[Start EXTRACTED RECORDS]
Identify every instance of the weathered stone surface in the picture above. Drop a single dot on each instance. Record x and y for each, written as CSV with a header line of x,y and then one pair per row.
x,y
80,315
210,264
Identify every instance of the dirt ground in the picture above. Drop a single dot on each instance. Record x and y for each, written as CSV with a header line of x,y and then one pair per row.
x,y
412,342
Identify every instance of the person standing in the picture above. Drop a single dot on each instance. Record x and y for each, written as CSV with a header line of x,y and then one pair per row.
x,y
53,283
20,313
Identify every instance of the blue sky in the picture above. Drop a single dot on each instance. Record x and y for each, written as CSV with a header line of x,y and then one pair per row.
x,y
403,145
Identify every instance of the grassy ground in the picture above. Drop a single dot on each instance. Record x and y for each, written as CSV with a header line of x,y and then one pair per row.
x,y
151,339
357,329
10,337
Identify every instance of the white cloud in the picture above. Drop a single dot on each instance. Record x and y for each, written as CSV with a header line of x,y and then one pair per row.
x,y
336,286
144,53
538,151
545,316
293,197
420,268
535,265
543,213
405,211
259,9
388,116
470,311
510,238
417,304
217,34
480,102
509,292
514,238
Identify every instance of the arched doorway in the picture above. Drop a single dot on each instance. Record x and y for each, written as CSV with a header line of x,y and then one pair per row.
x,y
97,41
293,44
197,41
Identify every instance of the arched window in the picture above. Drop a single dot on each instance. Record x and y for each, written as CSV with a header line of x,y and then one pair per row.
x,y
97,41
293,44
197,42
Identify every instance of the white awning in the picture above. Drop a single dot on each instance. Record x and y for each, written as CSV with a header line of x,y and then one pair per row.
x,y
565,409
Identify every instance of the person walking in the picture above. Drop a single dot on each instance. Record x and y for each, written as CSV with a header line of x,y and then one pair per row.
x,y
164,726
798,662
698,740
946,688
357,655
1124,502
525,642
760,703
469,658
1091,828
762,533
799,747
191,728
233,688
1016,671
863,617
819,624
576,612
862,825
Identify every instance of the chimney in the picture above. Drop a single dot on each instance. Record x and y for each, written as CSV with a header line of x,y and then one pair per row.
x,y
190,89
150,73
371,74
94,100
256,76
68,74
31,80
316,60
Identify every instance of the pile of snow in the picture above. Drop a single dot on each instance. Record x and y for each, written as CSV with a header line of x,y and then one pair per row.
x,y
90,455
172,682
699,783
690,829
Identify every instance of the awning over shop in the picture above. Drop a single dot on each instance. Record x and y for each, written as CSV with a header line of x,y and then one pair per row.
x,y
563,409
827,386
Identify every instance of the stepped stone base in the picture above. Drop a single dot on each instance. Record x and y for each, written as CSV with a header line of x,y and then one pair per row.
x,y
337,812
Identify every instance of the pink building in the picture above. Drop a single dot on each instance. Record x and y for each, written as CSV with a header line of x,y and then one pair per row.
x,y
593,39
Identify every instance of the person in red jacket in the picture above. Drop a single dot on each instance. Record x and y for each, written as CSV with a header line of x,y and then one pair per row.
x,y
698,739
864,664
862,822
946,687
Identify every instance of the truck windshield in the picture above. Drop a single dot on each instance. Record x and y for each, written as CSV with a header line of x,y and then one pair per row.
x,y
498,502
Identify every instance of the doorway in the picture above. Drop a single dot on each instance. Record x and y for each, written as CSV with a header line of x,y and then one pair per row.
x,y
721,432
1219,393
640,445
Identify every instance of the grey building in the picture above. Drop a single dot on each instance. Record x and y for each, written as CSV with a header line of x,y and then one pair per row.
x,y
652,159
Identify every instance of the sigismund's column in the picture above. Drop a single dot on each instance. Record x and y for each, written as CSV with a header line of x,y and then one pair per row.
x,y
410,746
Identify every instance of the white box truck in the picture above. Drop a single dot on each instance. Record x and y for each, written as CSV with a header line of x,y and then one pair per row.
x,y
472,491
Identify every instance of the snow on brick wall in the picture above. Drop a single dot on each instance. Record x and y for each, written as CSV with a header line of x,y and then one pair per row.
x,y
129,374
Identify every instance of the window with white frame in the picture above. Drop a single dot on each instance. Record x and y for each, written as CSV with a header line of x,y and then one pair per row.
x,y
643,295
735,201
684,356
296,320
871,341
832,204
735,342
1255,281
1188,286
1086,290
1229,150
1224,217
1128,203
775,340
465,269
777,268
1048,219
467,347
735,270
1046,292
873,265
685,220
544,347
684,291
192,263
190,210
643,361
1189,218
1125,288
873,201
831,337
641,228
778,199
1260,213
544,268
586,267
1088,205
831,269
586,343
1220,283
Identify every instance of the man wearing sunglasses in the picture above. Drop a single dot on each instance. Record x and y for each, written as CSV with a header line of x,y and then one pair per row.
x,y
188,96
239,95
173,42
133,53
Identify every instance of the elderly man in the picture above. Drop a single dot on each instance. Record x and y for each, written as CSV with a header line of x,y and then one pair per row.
[End EXTRACTED RECORDS]
Extract, word for word, the part of the data that opens with the line containing "Identify every instance of the man" and runs through the last line of the data, including both ends.

● **SOLUTION FOR THIS TASK**
Identify every instance of the man wearing sunglasses in the picture above. Drop a single dot on each instance. Record x and y for each, written as CSV with a header line of x,y and then one pair per row.
x,y
188,96
239,95
173,42
133,53
Identify every instance of the elderly man in the picture above. Drop a single dot on each instance. Record x and y for each, written as CSV with a header line of x,y and then one pair per row.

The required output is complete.